**Directive:** Convert the stretch of the entries that begins with the line containing "Check that every instance of the golfer's ear" and continues through the final line of the entries into a JSON list of strings, with one string per line and blank lines omitted.

**Stored rows:**
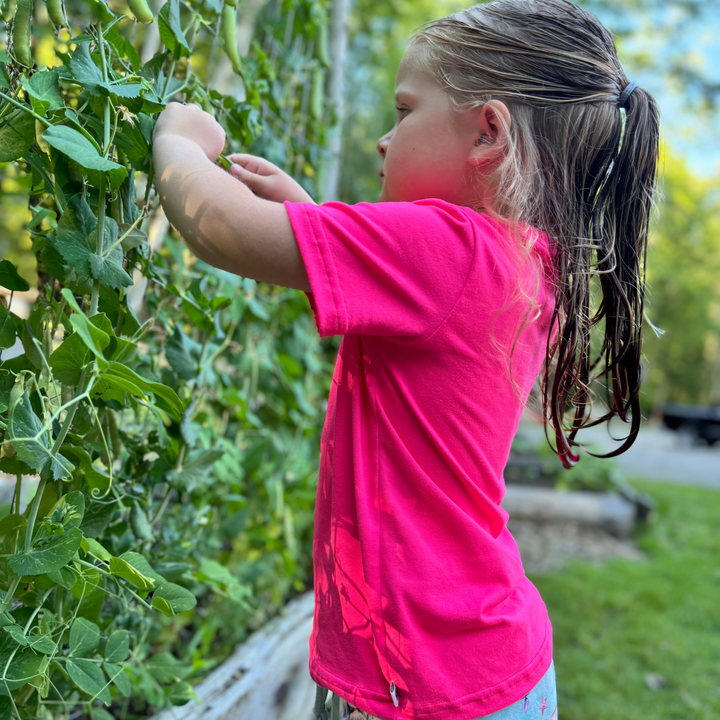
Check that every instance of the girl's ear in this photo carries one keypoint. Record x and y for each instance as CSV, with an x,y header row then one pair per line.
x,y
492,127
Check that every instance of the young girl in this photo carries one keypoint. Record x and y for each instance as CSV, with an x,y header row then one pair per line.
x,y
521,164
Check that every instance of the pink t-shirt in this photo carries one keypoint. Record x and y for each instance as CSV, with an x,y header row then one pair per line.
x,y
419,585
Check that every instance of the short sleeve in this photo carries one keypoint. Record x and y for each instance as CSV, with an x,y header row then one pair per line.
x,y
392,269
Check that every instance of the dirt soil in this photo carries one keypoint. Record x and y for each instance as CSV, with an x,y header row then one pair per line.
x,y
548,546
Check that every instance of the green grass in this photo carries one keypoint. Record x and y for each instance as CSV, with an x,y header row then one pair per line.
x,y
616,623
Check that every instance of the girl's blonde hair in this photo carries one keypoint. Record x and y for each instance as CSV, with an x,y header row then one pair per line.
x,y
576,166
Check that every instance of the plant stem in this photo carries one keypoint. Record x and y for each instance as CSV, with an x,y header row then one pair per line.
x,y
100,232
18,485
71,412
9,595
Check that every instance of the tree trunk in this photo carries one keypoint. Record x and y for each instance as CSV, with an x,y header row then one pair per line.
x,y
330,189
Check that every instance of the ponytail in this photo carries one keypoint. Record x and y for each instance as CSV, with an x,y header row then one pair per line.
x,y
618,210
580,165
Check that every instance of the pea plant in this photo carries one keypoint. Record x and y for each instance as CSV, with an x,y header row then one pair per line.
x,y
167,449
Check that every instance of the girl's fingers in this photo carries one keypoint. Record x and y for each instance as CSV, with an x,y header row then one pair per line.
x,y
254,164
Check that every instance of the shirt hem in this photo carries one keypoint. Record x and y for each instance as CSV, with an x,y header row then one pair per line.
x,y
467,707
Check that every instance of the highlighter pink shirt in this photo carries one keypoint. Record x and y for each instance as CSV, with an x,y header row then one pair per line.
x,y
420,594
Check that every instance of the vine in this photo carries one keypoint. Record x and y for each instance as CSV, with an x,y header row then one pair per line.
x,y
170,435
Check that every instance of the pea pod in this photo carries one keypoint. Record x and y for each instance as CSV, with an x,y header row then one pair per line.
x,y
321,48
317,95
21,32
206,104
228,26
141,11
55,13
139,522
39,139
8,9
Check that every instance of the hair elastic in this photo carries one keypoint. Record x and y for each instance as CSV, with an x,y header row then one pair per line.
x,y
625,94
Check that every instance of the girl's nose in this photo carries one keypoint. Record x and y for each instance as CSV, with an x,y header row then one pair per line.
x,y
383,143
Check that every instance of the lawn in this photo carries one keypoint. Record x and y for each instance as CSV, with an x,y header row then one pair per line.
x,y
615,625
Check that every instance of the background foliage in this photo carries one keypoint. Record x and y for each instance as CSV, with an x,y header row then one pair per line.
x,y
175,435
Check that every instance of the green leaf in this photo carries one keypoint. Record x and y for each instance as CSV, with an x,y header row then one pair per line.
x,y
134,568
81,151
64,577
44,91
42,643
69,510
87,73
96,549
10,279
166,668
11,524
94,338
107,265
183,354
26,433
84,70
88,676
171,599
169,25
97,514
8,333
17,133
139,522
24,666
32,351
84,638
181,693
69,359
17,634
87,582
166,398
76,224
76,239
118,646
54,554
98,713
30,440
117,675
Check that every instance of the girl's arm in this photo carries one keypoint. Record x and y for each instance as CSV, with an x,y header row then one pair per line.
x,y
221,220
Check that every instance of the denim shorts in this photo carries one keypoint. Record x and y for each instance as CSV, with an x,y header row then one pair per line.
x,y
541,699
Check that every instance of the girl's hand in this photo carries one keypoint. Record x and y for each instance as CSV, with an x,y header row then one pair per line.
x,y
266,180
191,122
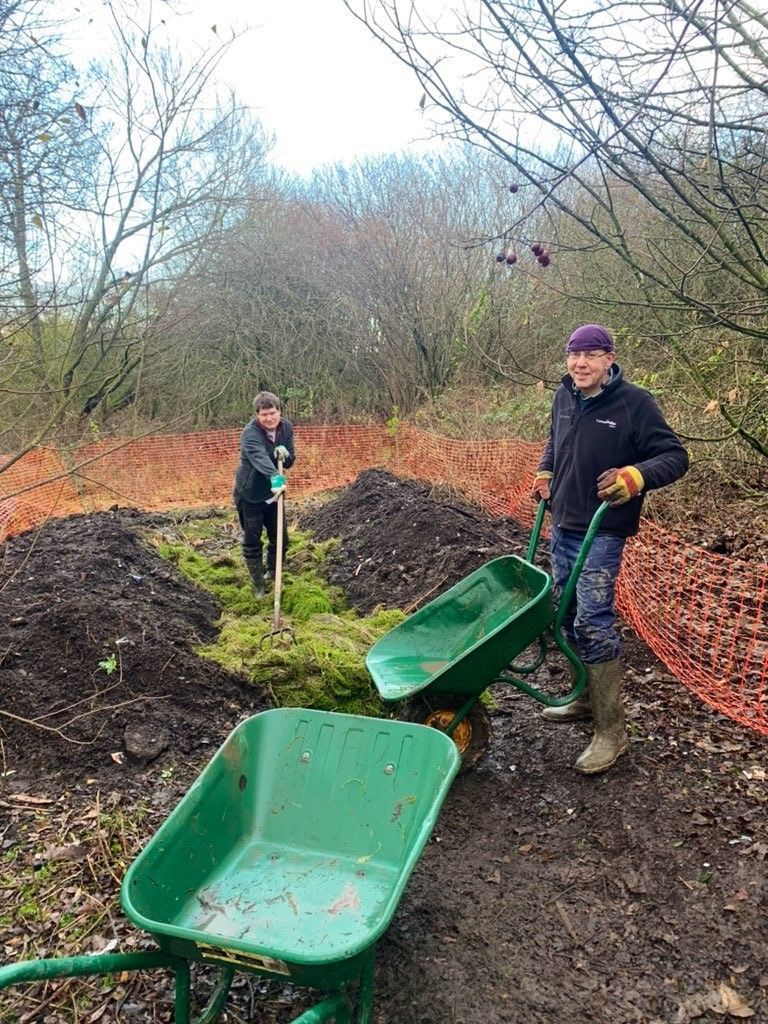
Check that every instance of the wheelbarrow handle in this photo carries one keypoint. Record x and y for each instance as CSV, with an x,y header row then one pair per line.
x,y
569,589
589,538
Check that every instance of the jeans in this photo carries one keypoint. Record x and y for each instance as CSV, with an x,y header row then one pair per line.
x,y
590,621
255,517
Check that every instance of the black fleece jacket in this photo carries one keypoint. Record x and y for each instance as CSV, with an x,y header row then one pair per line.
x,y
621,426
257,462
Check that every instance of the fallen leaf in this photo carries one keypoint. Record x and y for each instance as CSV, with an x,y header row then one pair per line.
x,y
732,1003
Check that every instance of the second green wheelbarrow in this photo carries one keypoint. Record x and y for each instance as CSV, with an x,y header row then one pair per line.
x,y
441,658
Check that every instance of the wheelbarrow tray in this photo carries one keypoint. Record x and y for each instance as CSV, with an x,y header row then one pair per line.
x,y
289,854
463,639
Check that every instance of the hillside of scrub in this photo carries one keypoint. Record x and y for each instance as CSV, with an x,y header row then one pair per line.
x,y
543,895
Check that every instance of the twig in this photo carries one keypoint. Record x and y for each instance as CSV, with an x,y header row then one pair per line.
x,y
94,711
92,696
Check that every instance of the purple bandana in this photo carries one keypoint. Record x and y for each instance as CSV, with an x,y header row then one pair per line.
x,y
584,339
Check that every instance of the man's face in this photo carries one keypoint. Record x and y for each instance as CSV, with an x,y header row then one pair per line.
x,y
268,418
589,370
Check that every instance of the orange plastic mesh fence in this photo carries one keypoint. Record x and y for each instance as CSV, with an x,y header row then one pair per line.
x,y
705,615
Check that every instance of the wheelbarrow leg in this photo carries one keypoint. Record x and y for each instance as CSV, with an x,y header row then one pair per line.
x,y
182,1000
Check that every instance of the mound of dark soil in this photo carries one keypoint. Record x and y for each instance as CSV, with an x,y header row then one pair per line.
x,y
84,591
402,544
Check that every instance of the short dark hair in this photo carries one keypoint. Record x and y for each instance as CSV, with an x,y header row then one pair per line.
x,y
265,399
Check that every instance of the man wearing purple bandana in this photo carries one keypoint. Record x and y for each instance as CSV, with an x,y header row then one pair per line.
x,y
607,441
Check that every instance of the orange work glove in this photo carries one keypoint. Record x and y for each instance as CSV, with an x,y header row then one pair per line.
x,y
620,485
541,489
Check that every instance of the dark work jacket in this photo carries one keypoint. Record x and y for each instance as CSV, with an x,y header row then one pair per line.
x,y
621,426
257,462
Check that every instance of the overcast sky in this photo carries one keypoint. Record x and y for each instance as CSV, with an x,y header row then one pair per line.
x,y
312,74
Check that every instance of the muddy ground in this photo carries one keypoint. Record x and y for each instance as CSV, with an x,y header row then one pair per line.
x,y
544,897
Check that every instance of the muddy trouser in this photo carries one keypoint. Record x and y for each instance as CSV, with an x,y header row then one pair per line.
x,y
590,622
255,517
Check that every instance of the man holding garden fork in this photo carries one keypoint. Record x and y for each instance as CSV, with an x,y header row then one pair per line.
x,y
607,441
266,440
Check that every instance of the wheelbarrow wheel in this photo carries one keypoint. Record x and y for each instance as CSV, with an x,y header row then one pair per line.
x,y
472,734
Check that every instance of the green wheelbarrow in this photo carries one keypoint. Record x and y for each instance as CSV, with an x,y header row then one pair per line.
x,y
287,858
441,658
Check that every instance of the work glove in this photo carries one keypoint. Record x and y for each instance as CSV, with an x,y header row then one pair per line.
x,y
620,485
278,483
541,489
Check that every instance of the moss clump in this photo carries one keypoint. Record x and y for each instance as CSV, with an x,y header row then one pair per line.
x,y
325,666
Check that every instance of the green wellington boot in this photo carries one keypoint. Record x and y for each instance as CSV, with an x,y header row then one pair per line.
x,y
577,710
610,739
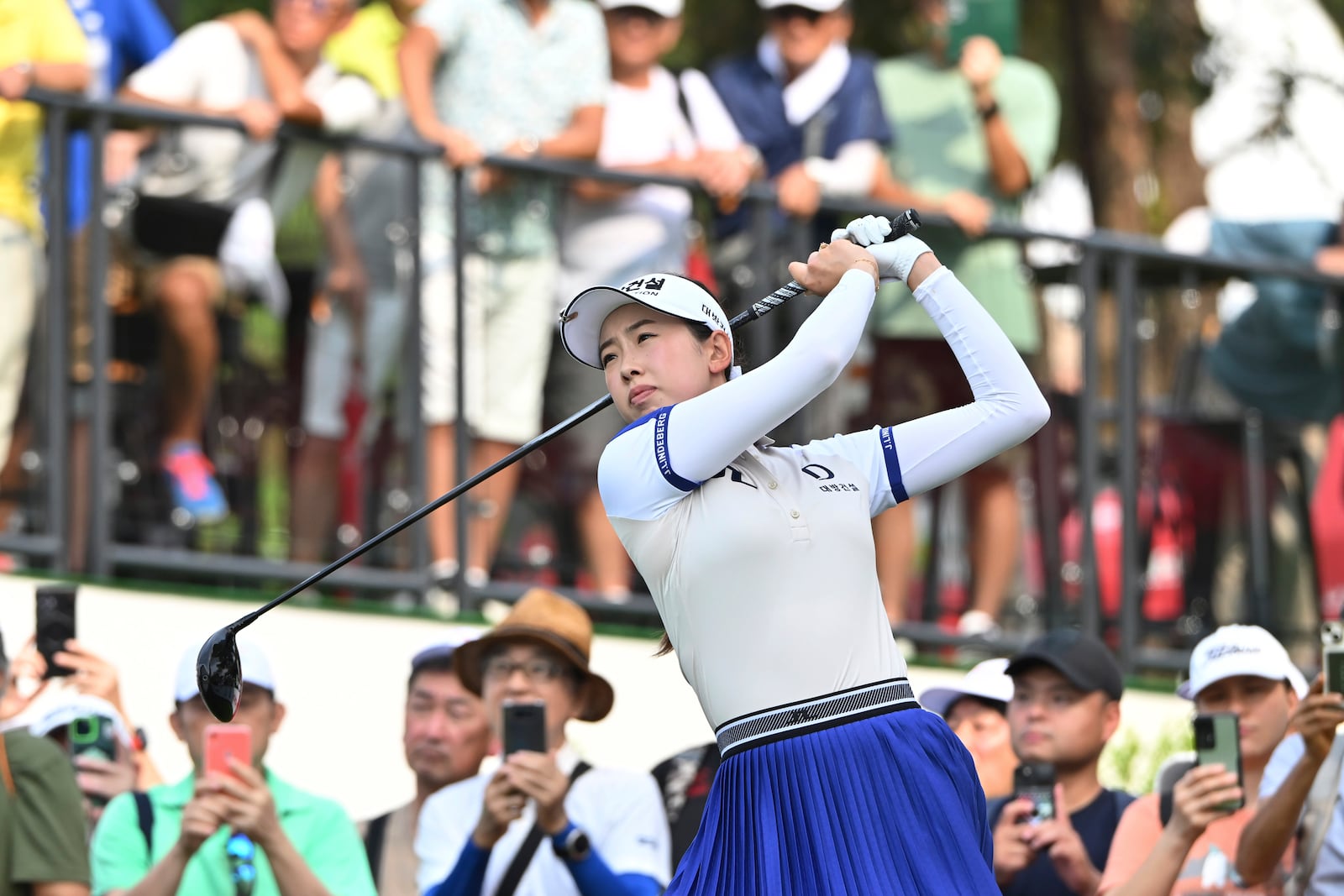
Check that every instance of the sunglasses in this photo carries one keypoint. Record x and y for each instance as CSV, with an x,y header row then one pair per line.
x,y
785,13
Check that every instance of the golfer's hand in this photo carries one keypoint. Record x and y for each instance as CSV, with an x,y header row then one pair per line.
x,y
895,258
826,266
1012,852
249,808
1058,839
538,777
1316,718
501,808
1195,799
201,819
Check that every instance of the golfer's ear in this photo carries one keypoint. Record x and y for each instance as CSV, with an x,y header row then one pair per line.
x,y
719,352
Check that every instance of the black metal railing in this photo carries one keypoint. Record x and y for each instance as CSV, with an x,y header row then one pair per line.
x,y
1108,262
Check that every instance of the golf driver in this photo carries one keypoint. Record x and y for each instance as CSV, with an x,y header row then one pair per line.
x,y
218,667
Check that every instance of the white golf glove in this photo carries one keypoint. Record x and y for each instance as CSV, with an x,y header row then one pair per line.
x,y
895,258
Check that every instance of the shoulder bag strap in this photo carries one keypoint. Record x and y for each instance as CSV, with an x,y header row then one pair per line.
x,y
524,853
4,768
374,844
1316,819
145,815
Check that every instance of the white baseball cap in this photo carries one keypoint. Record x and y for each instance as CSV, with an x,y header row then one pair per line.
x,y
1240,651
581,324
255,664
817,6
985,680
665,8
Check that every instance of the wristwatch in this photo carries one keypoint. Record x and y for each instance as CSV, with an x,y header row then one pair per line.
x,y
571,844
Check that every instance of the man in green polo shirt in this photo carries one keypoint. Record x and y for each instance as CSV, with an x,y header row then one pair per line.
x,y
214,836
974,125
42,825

**Result of the task:**
[
  "Check that every instance of the golfer's ear in this photo carries one keypoint. Record x and y for each instance as CSV, with an x,y header row then one pair per line.",
  "x,y",
  "719,352",
  "Check that every instance of the black metal railing in this photo carries one keypoint. Record x and y for each instance as CSV, with an x,y header row then one pair per line.",
  "x,y",
  "1108,262",
  "Check that every instance of the golf driver in this photo carries one keypoint. Record x and y for each instance as CSV, with an x,y header row then one pair per line.",
  "x,y",
  "218,667",
  "Check that every instance of the white golf glove in this photo carries one keypoint. Record x and y for each instance as CSV, with an x,y header row then one pair per line.",
  "x,y",
  "895,258",
  "Check that every instance of the shoulder bag strap in this photo carries one keypoint. Record x and y for each instance as CSV, with an x,y header row then one pair per line.",
  "x,y",
  "524,853",
  "4,768",
  "374,844",
  "1316,819",
  "145,815",
  "Check that every instance of the white baseball cap in this photo carries one keypoint. Record x and y for each instance as CSV, with an x,y header row then one pair per line.",
  "x,y",
  "1240,651",
  "581,324",
  "255,664",
  "817,6",
  "985,680",
  "665,8",
  "Check that every instance of the wristwatch in this photo carries one keypoint. Record x and y for each instance as CSV, with an x,y header row then one pair per line.",
  "x,y",
  "571,844",
  "Check that every instance of the man in green polo shirt in this photo carries one keypoint. Record x and y for each instance as CSV, with an x,y header row then one pair per line.",
  "x,y",
  "214,836",
  "974,125",
  "42,825"
]